◆ **Task brief**
In the output, include exactly the lines from the beginning of the records up to and including the one that contains "of the floor", and leave out the pictures.

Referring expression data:
···

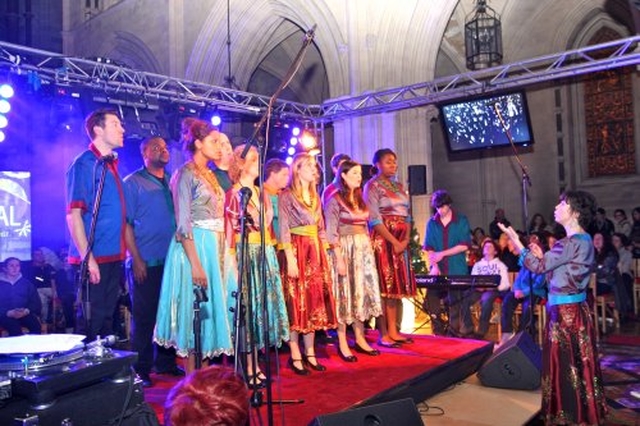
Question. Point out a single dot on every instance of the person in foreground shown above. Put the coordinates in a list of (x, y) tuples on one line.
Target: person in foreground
[(209, 396), (572, 387)]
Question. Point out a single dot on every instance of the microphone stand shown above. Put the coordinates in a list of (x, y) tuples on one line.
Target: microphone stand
[(262, 150), (83, 285), (525, 184), (200, 296), (239, 311)]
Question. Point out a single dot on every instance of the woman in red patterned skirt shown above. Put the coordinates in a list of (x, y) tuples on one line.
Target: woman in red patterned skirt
[(306, 273), (390, 225), (572, 391)]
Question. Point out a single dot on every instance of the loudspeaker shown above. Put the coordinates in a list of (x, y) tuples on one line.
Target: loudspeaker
[(515, 365), (366, 173), (418, 180), (401, 412)]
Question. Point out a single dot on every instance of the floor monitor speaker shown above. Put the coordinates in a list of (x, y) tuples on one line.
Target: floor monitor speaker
[(400, 412), (515, 365)]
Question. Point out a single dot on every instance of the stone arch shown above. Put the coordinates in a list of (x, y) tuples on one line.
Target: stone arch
[(126, 48), (279, 20)]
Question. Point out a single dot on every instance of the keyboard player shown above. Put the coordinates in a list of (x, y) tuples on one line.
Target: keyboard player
[(447, 238)]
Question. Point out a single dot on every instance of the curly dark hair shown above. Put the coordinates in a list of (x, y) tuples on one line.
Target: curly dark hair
[(378, 156), (192, 130), (583, 203), (440, 198), (209, 396), (343, 189)]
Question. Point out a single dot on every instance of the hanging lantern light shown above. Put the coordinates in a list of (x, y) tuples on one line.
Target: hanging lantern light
[(483, 37)]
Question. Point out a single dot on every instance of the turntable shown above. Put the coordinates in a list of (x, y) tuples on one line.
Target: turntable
[(79, 386)]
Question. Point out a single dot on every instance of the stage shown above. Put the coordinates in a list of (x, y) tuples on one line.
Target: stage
[(418, 371)]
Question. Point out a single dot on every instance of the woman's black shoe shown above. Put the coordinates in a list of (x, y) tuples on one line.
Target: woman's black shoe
[(405, 340), (299, 371), (350, 358), (360, 349), (257, 382), (387, 344), (317, 366)]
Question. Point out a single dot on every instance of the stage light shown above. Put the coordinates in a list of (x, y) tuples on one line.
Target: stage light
[(5, 106), (308, 140), (6, 91)]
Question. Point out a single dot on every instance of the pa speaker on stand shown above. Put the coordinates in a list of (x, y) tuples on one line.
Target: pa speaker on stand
[(417, 180)]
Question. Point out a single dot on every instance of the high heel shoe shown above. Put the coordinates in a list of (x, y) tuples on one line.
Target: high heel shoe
[(317, 366), (360, 349), (387, 344), (256, 381), (299, 371), (404, 340), (345, 358)]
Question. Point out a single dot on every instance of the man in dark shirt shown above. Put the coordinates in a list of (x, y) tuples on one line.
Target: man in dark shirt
[(150, 227), (20, 303), (42, 275)]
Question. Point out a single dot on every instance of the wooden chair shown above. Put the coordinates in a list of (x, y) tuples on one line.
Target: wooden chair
[(602, 305)]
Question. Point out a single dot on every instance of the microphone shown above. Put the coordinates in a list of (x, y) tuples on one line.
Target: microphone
[(310, 33), (496, 107), (245, 196), (109, 158)]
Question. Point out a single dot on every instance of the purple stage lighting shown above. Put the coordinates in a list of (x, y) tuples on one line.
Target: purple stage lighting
[(5, 106), (6, 91)]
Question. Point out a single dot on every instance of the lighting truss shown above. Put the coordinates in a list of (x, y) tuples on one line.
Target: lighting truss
[(111, 78), (117, 80), (568, 64)]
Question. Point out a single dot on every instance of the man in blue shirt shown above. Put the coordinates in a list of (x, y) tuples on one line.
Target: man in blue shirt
[(447, 239), (150, 227), (108, 251)]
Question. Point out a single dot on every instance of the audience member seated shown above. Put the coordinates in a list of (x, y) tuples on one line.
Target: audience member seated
[(475, 251), (494, 231), (507, 253), (20, 303), (520, 292), (607, 276), (43, 276), (601, 224), (621, 224), (538, 224), (209, 396), (620, 242), (488, 265)]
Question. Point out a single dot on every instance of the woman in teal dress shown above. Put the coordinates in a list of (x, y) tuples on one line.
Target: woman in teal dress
[(196, 255), (243, 173)]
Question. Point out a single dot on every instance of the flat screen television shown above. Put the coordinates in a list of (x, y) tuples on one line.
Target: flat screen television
[(475, 124)]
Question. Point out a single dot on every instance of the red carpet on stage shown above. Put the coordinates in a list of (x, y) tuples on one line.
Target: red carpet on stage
[(370, 380), (622, 339)]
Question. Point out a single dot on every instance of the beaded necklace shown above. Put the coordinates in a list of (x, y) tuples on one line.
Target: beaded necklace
[(207, 176)]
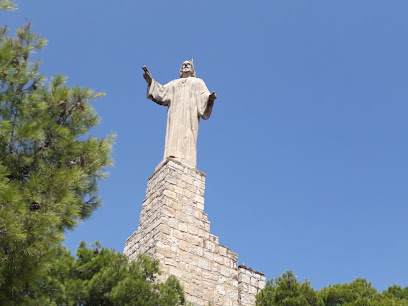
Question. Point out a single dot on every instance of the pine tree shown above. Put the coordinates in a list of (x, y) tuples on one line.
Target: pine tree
[(102, 276), (49, 166)]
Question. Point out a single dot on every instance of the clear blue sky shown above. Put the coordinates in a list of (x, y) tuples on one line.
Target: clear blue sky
[(306, 150)]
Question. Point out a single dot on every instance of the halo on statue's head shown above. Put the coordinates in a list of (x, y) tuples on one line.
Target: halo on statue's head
[(192, 64)]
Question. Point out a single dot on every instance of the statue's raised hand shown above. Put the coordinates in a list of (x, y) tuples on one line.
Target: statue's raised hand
[(212, 96), (147, 75)]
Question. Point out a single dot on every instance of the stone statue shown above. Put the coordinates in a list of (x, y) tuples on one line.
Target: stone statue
[(188, 100)]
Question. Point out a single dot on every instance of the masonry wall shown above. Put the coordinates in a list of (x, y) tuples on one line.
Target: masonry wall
[(174, 229)]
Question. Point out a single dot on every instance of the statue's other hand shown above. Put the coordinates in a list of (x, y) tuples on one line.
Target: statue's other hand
[(147, 76), (213, 96)]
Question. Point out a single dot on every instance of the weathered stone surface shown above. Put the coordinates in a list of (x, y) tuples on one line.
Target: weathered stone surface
[(174, 229)]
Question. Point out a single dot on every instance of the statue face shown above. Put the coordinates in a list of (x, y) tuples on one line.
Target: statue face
[(187, 69)]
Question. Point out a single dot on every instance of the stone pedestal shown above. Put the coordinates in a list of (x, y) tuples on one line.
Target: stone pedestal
[(174, 229)]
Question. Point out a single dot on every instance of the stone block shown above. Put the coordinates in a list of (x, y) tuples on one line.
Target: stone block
[(174, 229)]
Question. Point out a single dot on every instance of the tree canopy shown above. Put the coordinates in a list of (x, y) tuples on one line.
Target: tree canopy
[(49, 165), (101, 276)]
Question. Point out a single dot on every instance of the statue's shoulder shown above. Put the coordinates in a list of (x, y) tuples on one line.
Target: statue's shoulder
[(199, 81)]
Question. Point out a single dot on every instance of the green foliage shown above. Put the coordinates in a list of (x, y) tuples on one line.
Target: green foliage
[(103, 277), (286, 290), (49, 167)]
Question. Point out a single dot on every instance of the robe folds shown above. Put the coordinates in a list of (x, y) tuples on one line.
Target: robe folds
[(187, 100)]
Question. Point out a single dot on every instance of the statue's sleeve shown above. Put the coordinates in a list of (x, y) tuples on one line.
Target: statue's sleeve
[(161, 94), (205, 105)]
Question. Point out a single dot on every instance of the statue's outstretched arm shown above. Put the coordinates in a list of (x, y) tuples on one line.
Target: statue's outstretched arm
[(147, 75)]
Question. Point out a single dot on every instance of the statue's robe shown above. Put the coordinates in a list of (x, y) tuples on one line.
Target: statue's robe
[(187, 100)]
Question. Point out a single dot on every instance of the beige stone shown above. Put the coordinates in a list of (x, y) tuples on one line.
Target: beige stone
[(174, 229)]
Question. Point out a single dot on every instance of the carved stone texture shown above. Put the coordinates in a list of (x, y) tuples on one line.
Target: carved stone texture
[(188, 100), (174, 229)]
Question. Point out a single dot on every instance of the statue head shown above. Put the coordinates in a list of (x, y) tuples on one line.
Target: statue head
[(187, 69)]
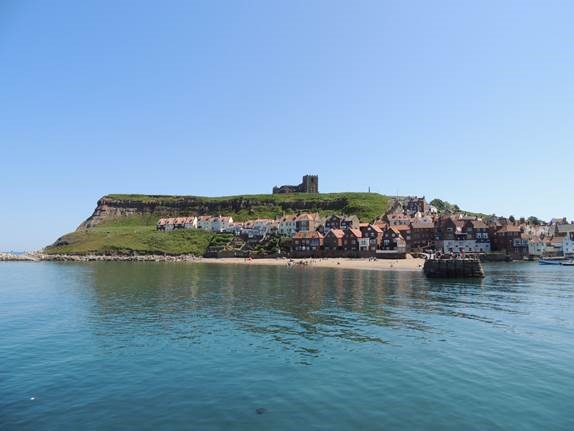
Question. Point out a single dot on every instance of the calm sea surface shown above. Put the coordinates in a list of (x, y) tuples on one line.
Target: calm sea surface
[(149, 346)]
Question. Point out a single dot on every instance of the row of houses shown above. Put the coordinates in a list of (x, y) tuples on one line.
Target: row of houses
[(393, 233)]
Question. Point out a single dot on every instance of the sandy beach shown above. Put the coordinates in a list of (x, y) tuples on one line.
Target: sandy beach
[(409, 264)]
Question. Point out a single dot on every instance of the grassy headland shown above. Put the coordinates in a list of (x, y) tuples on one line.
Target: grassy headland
[(136, 233)]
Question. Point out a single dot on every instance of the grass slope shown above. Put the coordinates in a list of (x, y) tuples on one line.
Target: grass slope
[(366, 206), (129, 235)]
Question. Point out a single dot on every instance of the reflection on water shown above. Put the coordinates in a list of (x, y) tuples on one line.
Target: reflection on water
[(180, 346), (288, 303)]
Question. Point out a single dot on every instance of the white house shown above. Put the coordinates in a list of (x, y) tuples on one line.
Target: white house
[(466, 245), (568, 244), (364, 244), (287, 225), (190, 222), (536, 247), (221, 223), (204, 222), (165, 224)]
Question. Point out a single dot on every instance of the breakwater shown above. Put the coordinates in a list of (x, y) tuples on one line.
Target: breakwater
[(453, 268)]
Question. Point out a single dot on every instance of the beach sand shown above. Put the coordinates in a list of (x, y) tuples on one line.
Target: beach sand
[(409, 264)]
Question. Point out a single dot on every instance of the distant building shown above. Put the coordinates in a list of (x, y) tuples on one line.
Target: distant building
[(307, 241), (310, 184)]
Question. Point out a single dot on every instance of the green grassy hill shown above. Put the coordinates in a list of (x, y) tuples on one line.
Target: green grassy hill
[(125, 224)]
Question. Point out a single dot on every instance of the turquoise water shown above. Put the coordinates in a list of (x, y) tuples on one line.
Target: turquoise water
[(148, 346)]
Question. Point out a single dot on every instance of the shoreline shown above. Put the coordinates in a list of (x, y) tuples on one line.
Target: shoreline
[(408, 264)]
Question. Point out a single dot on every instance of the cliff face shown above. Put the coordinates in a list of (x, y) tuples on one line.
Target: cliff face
[(240, 207)]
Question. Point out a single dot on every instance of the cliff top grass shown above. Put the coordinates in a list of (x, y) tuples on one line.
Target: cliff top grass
[(128, 235), (137, 233), (366, 206)]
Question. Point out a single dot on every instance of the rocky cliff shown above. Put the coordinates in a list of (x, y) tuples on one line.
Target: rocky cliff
[(365, 205)]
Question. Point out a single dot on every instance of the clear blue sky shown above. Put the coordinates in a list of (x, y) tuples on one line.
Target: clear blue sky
[(472, 102)]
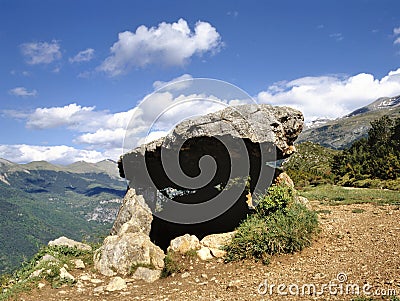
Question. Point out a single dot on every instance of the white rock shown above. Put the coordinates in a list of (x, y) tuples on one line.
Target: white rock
[(64, 241), (79, 264), (204, 253), (116, 284), (184, 243), (65, 275), (217, 252), (119, 253), (99, 289), (217, 241), (146, 274), (185, 275), (85, 278), (36, 273)]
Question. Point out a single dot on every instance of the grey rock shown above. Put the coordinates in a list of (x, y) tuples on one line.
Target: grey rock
[(146, 274), (259, 123), (64, 241), (217, 240), (133, 216), (119, 253), (116, 284), (184, 243), (79, 264), (65, 275), (204, 253)]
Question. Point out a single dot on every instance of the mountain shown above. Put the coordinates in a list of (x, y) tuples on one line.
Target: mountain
[(342, 132), (40, 201)]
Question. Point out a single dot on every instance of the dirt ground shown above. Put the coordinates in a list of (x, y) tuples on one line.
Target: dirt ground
[(358, 248)]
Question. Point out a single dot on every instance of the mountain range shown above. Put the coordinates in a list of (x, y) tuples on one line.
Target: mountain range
[(342, 132), (40, 201)]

···

◆ **Expected output**
Question. Point out a single dot on every instance of the person in foreground shown above. Put the coordinates in a list of (x, y) tuples on one line.
Target: person in foreground
[(209, 396), (572, 387)]
Question. Point out a single dot on every instance of the microphone stand shown above. Put the coordinates in a list of (x, y) tuples on one line.
Target: microphone stand
[(262, 150), (83, 285), (525, 184), (200, 296), (239, 311)]
Question. Point out a single dot on every instance of the woman in red patterned skirt shown above. Put the coordinates in a list of (x, y) tuples on one line.
Target: woman in red patterned skirt
[(306, 273), (390, 225), (572, 391)]
Question. Point out a single dot on every instance of the loudspeaker shown above. Put the coordinates in a list of (x, y) tuples on one line.
Target: loudspeaker
[(515, 365), (366, 173), (418, 180), (401, 412)]
Question. Point out a single dot on every instance of the floor monitor speaker shown above. Put the coordinates in a list of (x, y) tuples on one line.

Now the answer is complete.